> Work request
Copy out all lines bearing the word "queried" from the listing below.

> Information shown

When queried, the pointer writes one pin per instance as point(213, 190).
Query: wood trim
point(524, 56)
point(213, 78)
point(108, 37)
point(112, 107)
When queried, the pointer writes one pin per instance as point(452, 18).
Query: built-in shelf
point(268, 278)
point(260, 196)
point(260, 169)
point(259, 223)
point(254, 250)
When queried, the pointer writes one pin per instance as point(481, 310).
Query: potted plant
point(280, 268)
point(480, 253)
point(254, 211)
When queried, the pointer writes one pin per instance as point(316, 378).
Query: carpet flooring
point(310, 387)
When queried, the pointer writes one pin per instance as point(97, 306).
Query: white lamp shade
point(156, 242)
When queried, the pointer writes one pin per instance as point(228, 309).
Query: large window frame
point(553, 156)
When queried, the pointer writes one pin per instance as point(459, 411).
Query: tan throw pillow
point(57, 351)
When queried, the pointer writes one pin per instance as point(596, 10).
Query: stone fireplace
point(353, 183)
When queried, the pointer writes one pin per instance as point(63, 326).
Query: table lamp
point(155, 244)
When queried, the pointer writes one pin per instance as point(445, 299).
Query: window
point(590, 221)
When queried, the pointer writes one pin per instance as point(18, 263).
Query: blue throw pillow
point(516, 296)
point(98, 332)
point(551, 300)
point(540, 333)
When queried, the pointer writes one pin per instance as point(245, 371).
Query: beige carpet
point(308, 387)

> Your solution
When queried, the pointer writes one pin per instance as point(213, 190).
When queried, the pointer writes one pin per instance as point(452, 18).
When queried, the pointer writes one pin per instance as point(481, 310).
When queried, the pointer writes one pin per instance as point(316, 378).
When queried, the pointer writes one pin per instance as point(97, 306).
When queried, the pointer writes one pin per instance as point(228, 309).
When queried, the pointer writes one pin per instance as point(459, 411).
When queried, the pointer writes one pin per instance as point(596, 10).
When queried, the pointer writes one pin per instance as point(63, 326).
When queried, the pointer writes one pin per instance as point(445, 299).
When queried, the pointer writes one pin per instance as point(18, 263).
When queried, the pointer writes one pin per instance as point(245, 371).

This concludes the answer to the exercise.